YOUR GOAL
Substitute "placing" for "setting" throughout the records below, and write them all out again with nothing else changed.

DATA PROVIDED

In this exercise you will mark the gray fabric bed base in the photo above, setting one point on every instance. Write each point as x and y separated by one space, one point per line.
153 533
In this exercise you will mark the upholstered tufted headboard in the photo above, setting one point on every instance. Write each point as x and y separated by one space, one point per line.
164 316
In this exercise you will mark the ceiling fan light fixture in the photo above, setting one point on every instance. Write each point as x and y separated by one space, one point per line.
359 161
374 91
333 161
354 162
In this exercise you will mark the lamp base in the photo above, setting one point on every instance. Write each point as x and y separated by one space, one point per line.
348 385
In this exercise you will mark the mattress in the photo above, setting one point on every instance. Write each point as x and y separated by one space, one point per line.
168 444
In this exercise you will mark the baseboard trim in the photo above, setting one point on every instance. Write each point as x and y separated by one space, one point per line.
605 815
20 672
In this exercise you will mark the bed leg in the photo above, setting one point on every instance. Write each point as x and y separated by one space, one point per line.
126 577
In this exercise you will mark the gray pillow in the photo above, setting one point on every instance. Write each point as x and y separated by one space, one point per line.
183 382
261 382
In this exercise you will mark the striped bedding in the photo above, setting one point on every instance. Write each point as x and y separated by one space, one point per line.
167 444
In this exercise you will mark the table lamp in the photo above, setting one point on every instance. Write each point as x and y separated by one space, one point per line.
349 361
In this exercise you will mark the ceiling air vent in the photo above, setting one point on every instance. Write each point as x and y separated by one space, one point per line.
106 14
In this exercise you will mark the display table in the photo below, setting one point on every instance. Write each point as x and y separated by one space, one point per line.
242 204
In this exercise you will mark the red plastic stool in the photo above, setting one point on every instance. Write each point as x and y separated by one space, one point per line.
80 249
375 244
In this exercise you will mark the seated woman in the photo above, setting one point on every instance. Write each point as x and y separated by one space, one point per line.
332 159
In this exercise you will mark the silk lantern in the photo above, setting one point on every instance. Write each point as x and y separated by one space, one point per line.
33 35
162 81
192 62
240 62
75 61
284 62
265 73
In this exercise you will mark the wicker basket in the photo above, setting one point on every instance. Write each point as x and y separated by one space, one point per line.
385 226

SOLUTION TO THIS TASK
In this exercise you will mark the gray fabric bed base in the photo above, placing one point on every instance. Write each point as x and y separated by one space, one point per line.
153 533
In this exercise you will mark the upholstered tufted headboard in the photo above, placing one point on every instance. Write each point as x and y separated by one space, one point per line.
164 316
In this exercise you will mark the ceiling fan light fixture in the photo above, placing one point on every instance. Write each point as x and y separated by one space, one point per line.
359 161
374 91
333 161
354 162
In this exercise you will mark the lamp base in the photo above, placing one point on every instance. Write each point as x and y separated by one space, one point per line.
348 385
In this exercise you will mark the mattress in the photo above, placing one point on every instance. Write each point as x and y separated by one space, one point per line.
168 444
In this exercise you will mark the baseboard trim in the photo above, placing one point on every instance. Write each point as x and y separated by one space, one point per line.
605 815
20 672
In this exercise you will mark the bed leg in the photo above, placing one point on every instance. Write each point as x and y separated by one space, one point per line.
126 577
In this exercise you will mark the gray pillow in the photo above, placing one point on every instance. Write each point as x and y separated by one space, one point per line.
183 382
261 382
In this exercise you will mark the striped bedding in the photo above, placing one point on every instance. Write each point as x and y separated by one space, one point per line.
167 444
In this exercise you will mark the table lamp in the photo above, placing one point on every instance. Write each point as x and y separated by one space, one point per line.
349 361
In this exercise you will mark the ceiling air vent in the photo above, placing one point on every instance. Write each point as x and y separated by one space, one point per line.
106 14
In this exercise you will mark the display table in the photo below, placing one point on every instance. Write each point as x and y separated by one space, one point per line.
242 204
In this exercise you will mark the red plastic stool in the photo above, placing one point on every instance. Write each point as x and y separated by one space, one point per line.
80 249
375 244
In this exercise you will mark the seated woman in the photo above, placing one point on every instance. Write each point as x and y separated by one space, one point per line.
332 159
In this exercise you will mark the silk lantern in the photo above, placing one point on every instance. Write each point as x and y separated by one space, one point per line.
33 35
162 81
192 62
240 62
75 61
284 62
265 73
In this exercise you will mark the wicker basket in the photo above, placing one point on every instance. Write each point as x and y separated by one space, one point per line.
385 226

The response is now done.